SUPPLIED INFORMATION Block Start

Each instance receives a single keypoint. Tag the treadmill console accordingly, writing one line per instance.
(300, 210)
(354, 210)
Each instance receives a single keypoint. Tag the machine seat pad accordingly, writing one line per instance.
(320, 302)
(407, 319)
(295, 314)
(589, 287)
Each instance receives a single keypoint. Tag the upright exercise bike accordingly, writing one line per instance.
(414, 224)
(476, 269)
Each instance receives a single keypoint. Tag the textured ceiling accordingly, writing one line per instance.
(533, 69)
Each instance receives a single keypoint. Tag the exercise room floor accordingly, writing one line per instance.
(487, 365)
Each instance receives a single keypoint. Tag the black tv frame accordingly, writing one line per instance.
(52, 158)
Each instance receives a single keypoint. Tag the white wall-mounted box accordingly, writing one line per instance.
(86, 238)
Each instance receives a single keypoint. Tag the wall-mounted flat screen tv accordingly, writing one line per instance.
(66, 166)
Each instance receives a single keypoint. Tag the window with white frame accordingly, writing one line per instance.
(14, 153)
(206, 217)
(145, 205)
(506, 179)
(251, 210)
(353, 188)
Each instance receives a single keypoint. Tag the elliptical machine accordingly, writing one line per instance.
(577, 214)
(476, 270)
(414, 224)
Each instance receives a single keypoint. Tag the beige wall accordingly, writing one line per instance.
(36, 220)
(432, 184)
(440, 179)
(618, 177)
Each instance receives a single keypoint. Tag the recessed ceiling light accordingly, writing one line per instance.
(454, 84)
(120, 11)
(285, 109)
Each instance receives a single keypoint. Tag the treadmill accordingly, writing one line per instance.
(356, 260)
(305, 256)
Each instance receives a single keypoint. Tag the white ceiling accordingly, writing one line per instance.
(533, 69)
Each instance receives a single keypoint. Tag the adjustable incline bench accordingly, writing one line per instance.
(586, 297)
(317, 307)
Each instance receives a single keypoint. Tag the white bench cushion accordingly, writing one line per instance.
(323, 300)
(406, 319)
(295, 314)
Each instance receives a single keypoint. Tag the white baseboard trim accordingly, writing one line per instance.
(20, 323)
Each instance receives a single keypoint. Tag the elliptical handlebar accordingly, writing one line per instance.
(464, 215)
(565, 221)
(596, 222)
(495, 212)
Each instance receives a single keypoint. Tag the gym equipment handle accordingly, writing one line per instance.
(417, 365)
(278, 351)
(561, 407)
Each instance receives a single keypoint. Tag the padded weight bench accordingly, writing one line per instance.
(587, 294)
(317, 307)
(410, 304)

SUPPLIED INFORMATION Block End

* TRY IT
Could you transcribe every record above exactly as it appears?

* REPLY
Each instance receives a single keypoint. Tag the treadmill console accordingly, writing one line per instance.
(300, 210)
(354, 210)
Each instance receives a single keypoint. Tag the machine seat pad accordingly, writing one line per instance.
(320, 302)
(407, 319)
(295, 314)
(589, 287)
Each instance receives a single keypoint. Tag the upright exercise bike accordingly, writing one line per instance.
(414, 224)
(476, 269)
Each instance receives a single keypoint. Tag the textured ceiling accordingly, writing one line per instance.
(533, 69)
Each instance receives a single keypoint. Tag the exercise room floor accordingly, writing one line per instance.
(487, 365)
Each instance receives a single keypoint. Tag the black tv frame accordingly, writing one line per instance.
(52, 158)
Each instance receives a single keypoint. Tag the white wall-mounted box accordingly, writing one line per instance.
(86, 238)
Each instance receives a single keypoint. Tag the wall-mounted flat screen tv accordingly, writing one line per instance.
(66, 166)
Each instance receives a single keypoint. Tag the window with white frame accordingly, writing one line per instance.
(14, 153)
(206, 217)
(145, 205)
(506, 179)
(251, 210)
(353, 188)
Each instance receives a single keypoint. Tag the elliptical machine accordingly, writing one line per instance.
(577, 214)
(476, 270)
(414, 224)
Each instance receives a single keypoint. Tag the beige wall accordingly, writing one line per instance.
(36, 220)
(432, 184)
(440, 179)
(618, 177)
Each instance receives a single keypoint. Tag the recessed ceiling light accordingly, writing one line per instance.
(454, 84)
(120, 11)
(285, 109)
Each instance receives a single keypoint. Tag the treadmill accordingly, writing one line per instance.
(356, 260)
(305, 256)
Each instance receives a single keypoint. Tag the white ceiling accordingly, writing one line per instance.
(533, 69)
Each instance receives a single keypoint. Tag the adjustable incline bench accordingly, writing one line per instance.
(586, 297)
(317, 307)
Each instance receives a single keypoint. Tag the white bench cushion accordingly, writing one line per instance.
(323, 300)
(406, 319)
(295, 314)
Each instance receives a single keypoint. Tag the white baseboard trim accordingly, writing one line per instance.
(20, 323)
Each instance receives a single keypoint. Tag the elliptical handlebar accordingly, writing one line per instance.
(464, 215)
(565, 221)
(596, 222)
(495, 212)
Each instance receives a single keypoint. Tag the gym equipment handle accordingly, writing one line per instance.
(417, 365)
(278, 351)
(561, 407)
Each instance receives a single keypoint. Tag the padded weight bench accordingly, writing one line per instance.
(587, 294)
(317, 307)
(410, 304)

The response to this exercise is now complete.